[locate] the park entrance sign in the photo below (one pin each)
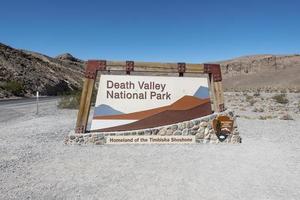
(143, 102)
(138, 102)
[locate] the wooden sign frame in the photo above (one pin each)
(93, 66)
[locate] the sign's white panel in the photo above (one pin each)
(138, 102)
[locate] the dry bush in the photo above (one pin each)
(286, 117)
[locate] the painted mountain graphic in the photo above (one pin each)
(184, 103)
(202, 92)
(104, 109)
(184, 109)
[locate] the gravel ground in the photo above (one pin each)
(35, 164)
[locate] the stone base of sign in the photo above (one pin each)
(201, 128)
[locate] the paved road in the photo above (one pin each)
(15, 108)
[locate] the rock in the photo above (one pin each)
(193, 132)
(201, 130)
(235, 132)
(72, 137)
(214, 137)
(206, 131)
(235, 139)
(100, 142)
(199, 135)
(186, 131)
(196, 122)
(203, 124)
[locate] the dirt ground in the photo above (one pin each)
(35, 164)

──────────────────────────────

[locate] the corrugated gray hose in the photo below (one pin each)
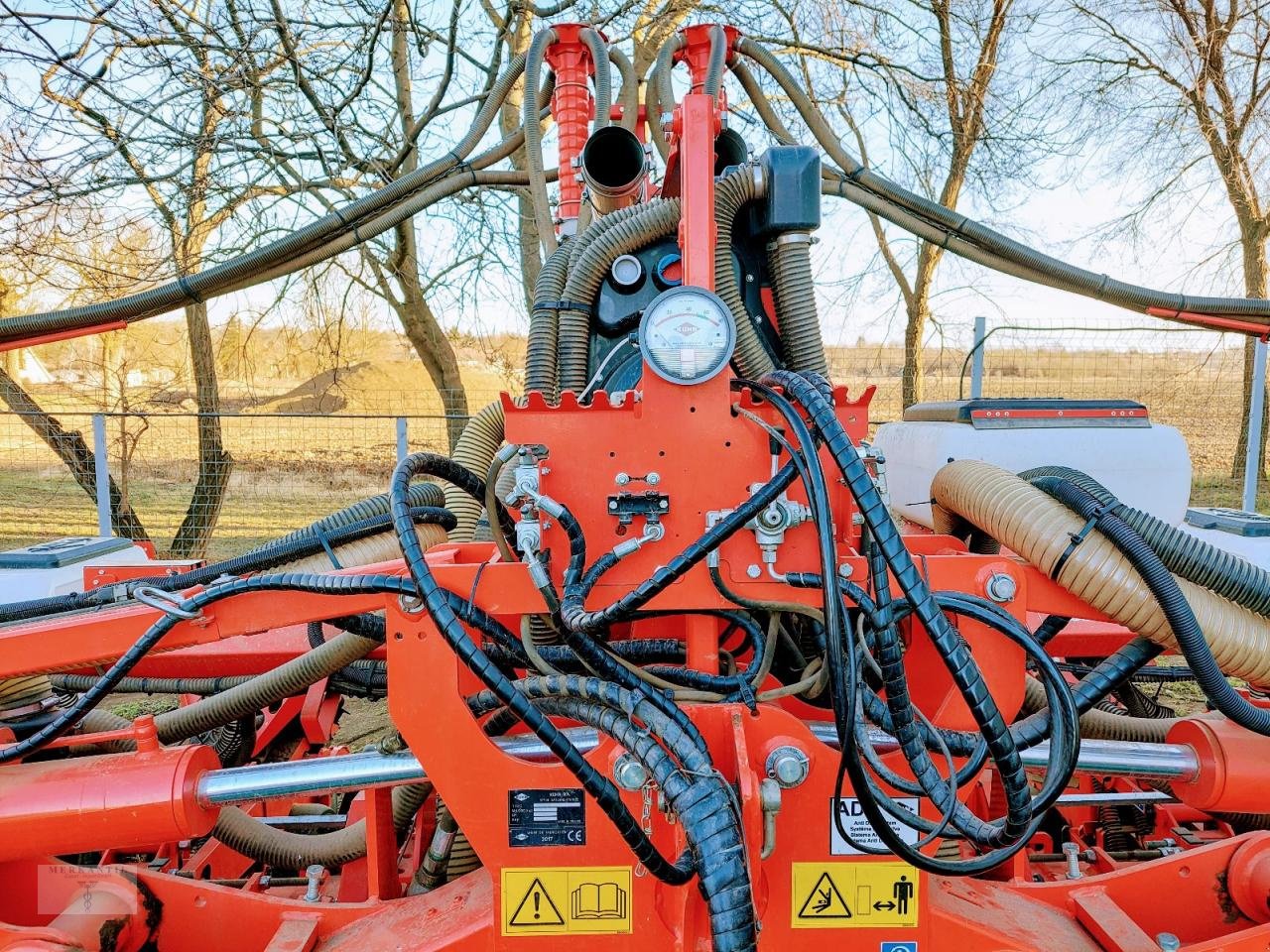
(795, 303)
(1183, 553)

──────────────────────────────

- [TASK TO CARRY OUT]: Return, unchanged, the lines between the one holding "[locate] the corrugated" and the one holding "(1183, 553)", inclusive, with the pictures left out.

- [WRITTEN ANSWER]:
[locate] the corrugated gray hose in the photo below (one pin each)
(795, 303)
(1183, 553)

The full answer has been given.